Records:
»»

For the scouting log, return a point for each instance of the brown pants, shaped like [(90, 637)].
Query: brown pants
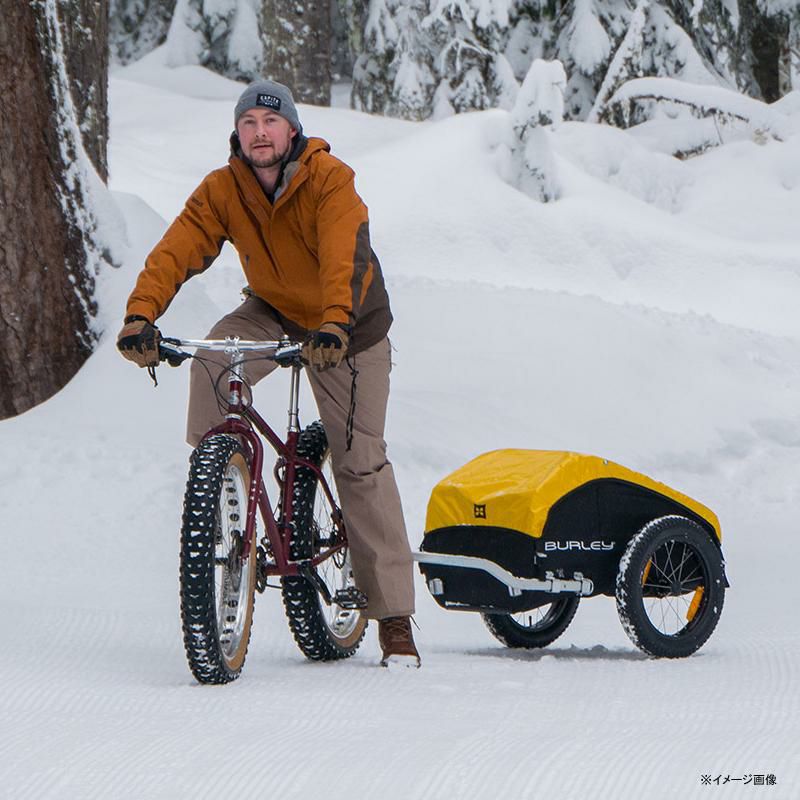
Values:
[(379, 550)]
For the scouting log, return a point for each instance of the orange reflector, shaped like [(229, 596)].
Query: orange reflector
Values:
[(695, 604)]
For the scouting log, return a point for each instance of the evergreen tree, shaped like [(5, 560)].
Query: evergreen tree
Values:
[(538, 109), (223, 35), (297, 47), (138, 26)]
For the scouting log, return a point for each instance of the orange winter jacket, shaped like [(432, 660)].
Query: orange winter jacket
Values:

««

**What is expected**
Echo every one of the lines above word for word, leaving out the pictures.

**Full solution**
For the scouting log, return a point for each instance of the brown pants, shaped like [(90, 637)].
Query: brown pants
Values:
[(379, 550)]
For the scouting log, return a point for each instance of the orange reflector, shaped like [(229, 596)].
Query: orange reflector
Values:
[(695, 604)]
For the scouting log, return a point for each instance of the evergreen tree, shaped like [(5, 560)].
Query: evergreen tree
Values:
[(538, 109), (223, 35), (297, 47), (138, 26)]
For the scouting log, return a point for each instance of the orange winter jacket, shaped like [(432, 660)].
Query: orange winter jacket
Values:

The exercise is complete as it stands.